▸ Fonte

* * * * * * *

IL NOVECENTO


Giovanni Pascoli
Nel 1903 Giovanni Pascoli tiene un discorso inaugurale all’Università di Pisa in cui tratta piuttosto in profondità il tema della traduzione.
 Lo scrittore afferma che ogni buona traduzione è “mutamento di veste”: resta l’anima del testo ma il corpo muta. La parola “travestimento” non è intesa qui in modo negativo (come la lingua italiana vorrebbe).
Dobbiamo dare allo scrittore antico una veste nuova, ma non dobbiamo travestirlo. Il traduttore, però, deve stare attento a far si che l’anima venga deformata il meno possibile dal nuovo corpo testuale.
E inoltre non bisogna adattare il testo ai canoni italiani, ma innovare l’italiano sulla base della traduzione.
La differenza sostanziale che Pascoli vuole sottolineare è tra interpretazione e traduzione.
C’è quell’opera che vuole rendere al meglio il pensiero e le intenzioni dell’autore e chi, invece, si accontenta di esprimere solo il significato letterale delle singole frasi. Il primo fa recepire il gusto dell’opera, al contrario dell’altro che ha l’obiettivo di far passare solo il messaggio.
Lo scrittore antico deve poter rivivere attraverso le parole del traduttore e trasmettere il suo pensiero nella nuova lingua. Il traduttore dovrà essere semplice, se il testo è semplice, pomposo se è pomposo e non deve omettere informazioni nel testo o imbruttire lo stesso, ma nemmeno correggerlo e imbellirlo.

* * * * * * *

▸ Voci fornite
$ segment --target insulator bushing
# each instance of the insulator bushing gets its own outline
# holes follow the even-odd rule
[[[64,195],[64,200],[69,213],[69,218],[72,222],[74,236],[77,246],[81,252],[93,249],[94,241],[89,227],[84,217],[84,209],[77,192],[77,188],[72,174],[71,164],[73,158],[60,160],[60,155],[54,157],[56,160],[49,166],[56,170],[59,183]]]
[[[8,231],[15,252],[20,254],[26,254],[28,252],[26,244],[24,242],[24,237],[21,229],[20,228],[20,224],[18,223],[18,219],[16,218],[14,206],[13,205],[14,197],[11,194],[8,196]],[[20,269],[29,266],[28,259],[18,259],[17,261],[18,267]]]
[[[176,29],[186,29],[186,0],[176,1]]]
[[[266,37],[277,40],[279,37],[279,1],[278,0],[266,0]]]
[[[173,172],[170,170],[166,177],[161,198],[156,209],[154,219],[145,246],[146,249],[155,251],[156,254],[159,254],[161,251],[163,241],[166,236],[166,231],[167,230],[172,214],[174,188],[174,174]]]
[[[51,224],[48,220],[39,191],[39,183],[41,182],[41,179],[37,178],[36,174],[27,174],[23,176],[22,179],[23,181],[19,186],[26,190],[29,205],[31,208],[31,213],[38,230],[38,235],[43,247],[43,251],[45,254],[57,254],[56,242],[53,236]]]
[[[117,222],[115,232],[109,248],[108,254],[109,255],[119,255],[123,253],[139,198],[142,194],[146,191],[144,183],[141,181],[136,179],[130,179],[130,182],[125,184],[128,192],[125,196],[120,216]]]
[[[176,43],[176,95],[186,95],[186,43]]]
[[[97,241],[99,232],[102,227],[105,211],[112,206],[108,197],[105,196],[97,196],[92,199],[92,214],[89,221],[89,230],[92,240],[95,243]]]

* * * * * * *

▸ Compito assegnato
Ripeti per intero, parola per parola, il testo su Pascoli e la traduzione. Attieniti soltanto al testo su Pascoli e la traduzione.

▸ Risultato
IL NOVECENTO


Giovanni Pascoli
Nel 1903 Giovanni Pascoli tiene un discorso inaugurale all’Università di Pisa in cui tratta piuttosto in profondità il tema della traduzione.
 Lo scrittore afferma che ogni buona traduzione è “mutamento di veste”: resta l’anima del testo ma il corpo muta. La parola “travestimento” non è intesa qui in modo negativo (come la lingua italiana vorrebbe).
Dobbiamo dare allo scrittore antico una veste nuova, ma non dobbiamo travestirlo. Il traduttore, però, deve stare attento a far si che l’anima venga deformata il meno possibile dal nuovo corpo testuale.
E inoltre non bisogna adattare il testo ai canoni italiani, ma innovare l’italiano sulla base della traduzione.
La differenza sostanziale che Pascoli vuole sottolineare è tra interpretazione e traduzione.
C’è quell’opera che vuole rendere al meglio il pensiero e le intenzioni dell’autore e chi, invece, si accontenta di esprimere solo il significato letterale delle singole frasi. Il primo fa recepire il gusto dell’opera, al contrario dell’altro che ha l’obiettivo di far passare solo il messaggio.
Lo scrittore antico deve poter rivivere attraverso le parole del traduttore e trasmettere il suo pensiero nella nuova lingua. Il traduttore dovrà essere semplice, se il testo è semplice, pomposo se è pomposo e non deve omettere informazioni nel testo o imbruttire lo stesso, ma nemmeno correggerlo e imbellirlo.